Image boundary annotation data:
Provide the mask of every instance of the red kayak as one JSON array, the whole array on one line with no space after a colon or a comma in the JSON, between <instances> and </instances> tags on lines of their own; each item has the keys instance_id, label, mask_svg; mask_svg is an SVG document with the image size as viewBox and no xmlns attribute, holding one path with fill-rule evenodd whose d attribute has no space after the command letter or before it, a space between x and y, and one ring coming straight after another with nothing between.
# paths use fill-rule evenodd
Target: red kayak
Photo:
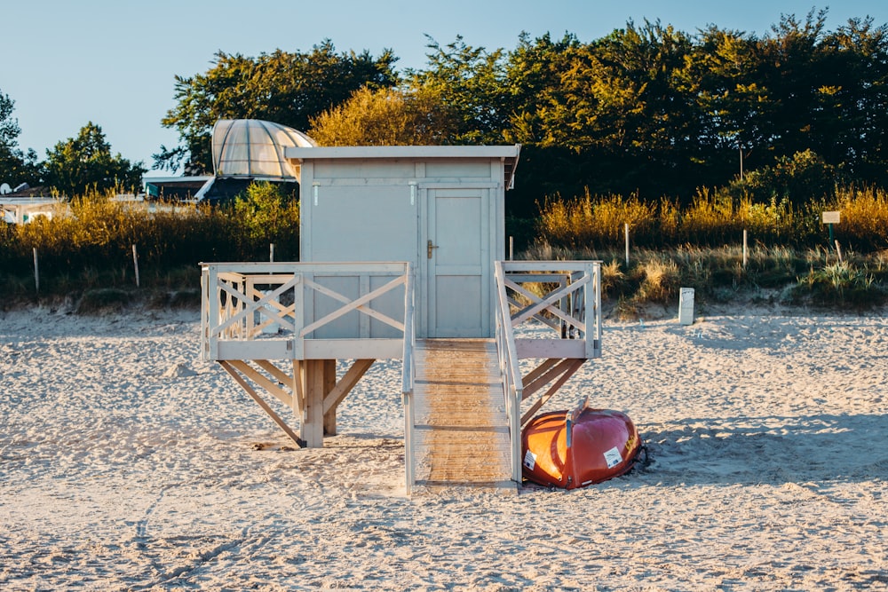
<instances>
[{"instance_id":1,"label":"red kayak","mask_svg":"<svg viewBox=\"0 0 888 592\"><path fill-rule=\"evenodd\" d=\"M632 468L641 438L626 414L591 409L553 411L530 420L521 432L524 477L543 485L576 489Z\"/></svg>"}]
</instances>

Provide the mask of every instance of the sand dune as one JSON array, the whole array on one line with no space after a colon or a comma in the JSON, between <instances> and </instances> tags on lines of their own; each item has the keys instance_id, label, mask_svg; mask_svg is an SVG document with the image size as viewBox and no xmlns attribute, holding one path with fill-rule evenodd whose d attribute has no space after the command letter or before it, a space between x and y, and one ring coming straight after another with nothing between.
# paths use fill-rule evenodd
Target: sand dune
<instances>
[{"instance_id":1,"label":"sand dune","mask_svg":"<svg viewBox=\"0 0 888 592\"><path fill-rule=\"evenodd\" d=\"M543 410L626 411L646 467L413 499L400 362L291 450L194 312L0 316L4 590L888 589L882 316L606 322Z\"/></svg>"}]
</instances>

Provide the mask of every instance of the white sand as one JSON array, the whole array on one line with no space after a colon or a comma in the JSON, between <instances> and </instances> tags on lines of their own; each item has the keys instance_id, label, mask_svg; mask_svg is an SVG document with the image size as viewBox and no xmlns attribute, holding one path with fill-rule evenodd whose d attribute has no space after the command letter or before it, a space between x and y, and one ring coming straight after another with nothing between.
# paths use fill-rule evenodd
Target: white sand
<instances>
[{"instance_id":1,"label":"white sand","mask_svg":"<svg viewBox=\"0 0 888 592\"><path fill-rule=\"evenodd\" d=\"M649 466L412 500L400 363L281 450L196 313L0 317L0 589L888 589L882 316L607 322L543 411L626 411Z\"/></svg>"}]
</instances>

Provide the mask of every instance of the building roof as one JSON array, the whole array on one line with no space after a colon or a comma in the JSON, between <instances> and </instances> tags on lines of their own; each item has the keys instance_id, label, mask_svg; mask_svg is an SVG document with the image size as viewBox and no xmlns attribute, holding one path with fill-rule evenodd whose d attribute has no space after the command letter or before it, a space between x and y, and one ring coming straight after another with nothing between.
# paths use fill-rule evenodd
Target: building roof
<instances>
[{"instance_id":1,"label":"building roof","mask_svg":"<svg viewBox=\"0 0 888 592\"><path fill-rule=\"evenodd\" d=\"M284 156L288 147L315 146L286 125L258 119L220 119L213 126L213 170L217 177L297 179L298 170Z\"/></svg>"},{"instance_id":2,"label":"building roof","mask_svg":"<svg viewBox=\"0 0 888 592\"><path fill-rule=\"evenodd\" d=\"M514 182L521 145L511 146L345 146L291 147L284 154L297 163L307 160L431 160L431 159L499 159L505 169L505 186Z\"/></svg>"}]
</instances>

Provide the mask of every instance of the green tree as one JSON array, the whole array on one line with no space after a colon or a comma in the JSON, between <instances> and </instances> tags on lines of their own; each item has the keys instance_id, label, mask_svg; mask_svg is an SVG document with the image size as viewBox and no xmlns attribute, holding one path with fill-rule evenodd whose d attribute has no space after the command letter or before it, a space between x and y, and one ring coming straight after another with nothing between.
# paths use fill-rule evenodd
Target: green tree
<instances>
[{"instance_id":1,"label":"green tree","mask_svg":"<svg viewBox=\"0 0 888 592\"><path fill-rule=\"evenodd\" d=\"M47 185L69 199L83 196L88 190L138 189L146 171L141 162L131 164L120 153L112 154L102 129L92 122L81 128L76 138L47 150L44 166Z\"/></svg>"},{"instance_id":2,"label":"green tree","mask_svg":"<svg viewBox=\"0 0 888 592\"><path fill-rule=\"evenodd\" d=\"M21 129L12 116L15 101L0 91L0 183L36 184L40 181L37 154L30 149L27 154L19 148Z\"/></svg>"},{"instance_id":3,"label":"green tree","mask_svg":"<svg viewBox=\"0 0 888 592\"><path fill-rule=\"evenodd\" d=\"M458 122L422 89L364 87L312 119L308 135L321 146L432 146L452 143Z\"/></svg>"},{"instance_id":4,"label":"green tree","mask_svg":"<svg viewBox=\"0 0 888 592\"><path fill-rule=\"evenodd\" d=\"M428 67L408 73L413 93L445 106L457 127L448 144L500 144L508 125L503 51L467 45L462 36L444 47L429 38Z\"/></svg>"},{"instance_id":5,"label":"green tree","mask_svg":"<svg viewBox=\"0 0 888 592\"><path fill-rule=\"evenodd\" d=\"M258 58L216 54L204 74L176 76L177 105L161 123L178 131L180 145L161 146L155 169L212 170L210 134L219 119L264 119L307 130L310 120L348 99L358 89L393 86L397 58L385 50L337 53L328 39L310 52L277 50Z\"/></svg>"}]
</instances>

| Exercise details |
Leave out the pictures and print each record exactly as it stands.

| Answer to the task |
Provide the mask of every instance of the red kayak as one JSON array, the whole array on one line with no space after a colon or a comma in the JSON, between <instances> and </instances> tags on lines of their own; each item has the keys instance_id, label, mask_svg; mask_svg is an SVG document with the image size as viewBox and no xmlns attribute, holding one path with fill-rule evenodd whose d attribute has no space after the command letter or before it, a space between x and y, and one ring coming straight after another with nothing between.
# paths use fill-rule evenodd
Target: red kayak
Photo:
<instances>
[{"instance_id":1,"label":"red kayak","mask_svg":"<svg viewBox=\"0 0 888 592\"><path fill-rule=\"evenodd\" d=\"M632 468L641 438L626 414L591 409L553 411L530 420L521 432L524 477L543 485L576 489Z\"/></svg>"}]
</instances>

Provide the mask of every instance of the sand dune as one JSON array, the whole array on one line with no space after a colon or a comma in the JSON, between <instances> and </instances> tags on lines of their own; each item has the keys instance_id, label, mask_svg; mask_svg is an SVG document with the image size as viewBox and no xmlns attribute, holding one path with fill-rule evenodd whose d attribute has no space after the command letter or before it, a space between x and y, and one ring coming straight after another with nothing between.
# paths use fill-rule evenodd
Target: sand dune
<instances>
[{"instance_id":1,"label":"sand dune","mask_svg":"<svg viewBox=\"0 0 888 592\"><path fill-rule=\"evenodd\" d=\"M543 410L626 411L646 467L413 499L400 362L291 450L194 312L0 316L4 590L888 589L882 316L606 322Z\"/></svg>"}]
</instances>

Provide the mask of every instance of the white sand as one JSON array, the whole array on one line with no space after a colon or a comma in the JSON, between <instances> and </instances> tags on lines of their own; each item has the keys instance_id, label, mask_svg; mask_svg is an SVG document with the image size as viewBox and no xmlns attribute, holding one path with fill-rule evenodd whose d attribute has no space after the command letter or before it, a space between x and y, and one ring coming straight after another with nothing between.
# paths use fill-rule evenodd
Target: white sand
<instances>
[{"instance_id":1,"label":"white sand","mask_svg":"<svg viewBox=\"0 0 888 592\"><path fill-rule=\"evenodd\" d=\"M649 466L412 500L400 363L281 450L196 313L0 317L0 589L888 589L882 316L607 322L543 411L626 411Z\"/></svg>"}]
</instances>

Provide the mask of every instance of the building roof as one JSON array, the whole array on one line with no space after a colon or a comma in the JSON, between <instances> and </instances> tags on lines of their own; each item has the keys instance_id, label, mask_svg; mask_svg is an SVG document with the image size as viewBox and no xmlns attribute, holding one path with fill-rule evenodd whose d attribute has no space after the command letter or before it, a space between x and y, and one ring coming straight after another with nothing between.
# paths use fill-rule evenodd
Target: building roof
<instances>
[{"instance_id":1,"label":"building roof","mask_svg":"<svg viewBox=\"0 0 888 592\"><path fill-rule=\"evenodd\" d=\"M284 156L288 147L315 146L286 125L258 119L220 119L213 126L213 170L217 177L297 179L298 170Z\"/></svg>"},{"instance_id":2,"label":"building roof","mask_svg":"<svg viewBox=\"0 0 888 592\"><path fill-rule=\"evenodd\" d=\"M514 182L521 145L511 146L345 146L291 147L284 154L297 163L307 160L431 160L431 159L499 159L505 169L505 186Z\"/></svg>"}]
</instances>

Provide the mask of every instance of the green tree as one JSON array, the whole array on one line with no space after a colon or a comma in the JSON, between <instances> and </instances> tags on lines of their own; each item has the keys instance_id, label, mask_svg; mask_svg is an SVG document with the image size as viewBox and no xmlns attribute, holding one path with fill-rule evenodd whose d attribute has no space after the command letter or before it, a space between x and y, and one ring coming straight after another with nothing between.
# paths use fill-rule evenodd
Target: green tree
<instances>
[{"instance_id":1,"label":"green tree","mask_svg":"<svg viewBox=\"0 0 888 592\"><path fill-rule=\"evenodd\" d=\"M47 185L69 199L83 196L88 190L138 189L146 171L141 162L131 164L120 153L112 154L102 129L92 122L81 128L76 138L47 150L44 166Z\"/></svg>"},{"instance_id":2,"label":"green tree","mask_svg":"<svg viewBox=\"0 0 888 592\"><path fill-rule=\"evenodd\" d=\"M21 129L12 116L15 101L0 91L0 183L36 184L40 181L37 154L30 149L27 154L19 148Z\"/></svg>"},{"instance_id":3,"label":"green tree","mask_svg":"<svg viewBox=\"0 0 888 592\"><path fill-rule=\"evenodd\" d=\"M458 122L422 89L364 87L312 119L308 135L321 146L432 146L452 143Z\"/></svg>"},{"instance_id":4,"label":"green tree","mask_svg":"<svg viewBox=\"0 0 888 592\"><path fill-rule=\"evenodd\" d=\"M428 67L408 73L413 93L445 106L457 127L448 144L500 144L508 125L503 51L467 45L462 36L444 47L429 38Z\"/></svg>"},{"instance_id":5,"label":"green tree","mask_svg":"<svg viewBox=\"0 0 888 592\"><path fill-rule=\"evenodd\" d=\"M258 58L216 54L204 74L176 76L177 105L161 123L178 131L180 145L161 146L155 169L212 170L210 134L219 119L264 119L307 130L310 120L348 99L358 89L393 86L397 58L385 50L337 53L328 39L310 52L277 50Z\"/></svg>"}]
</instances>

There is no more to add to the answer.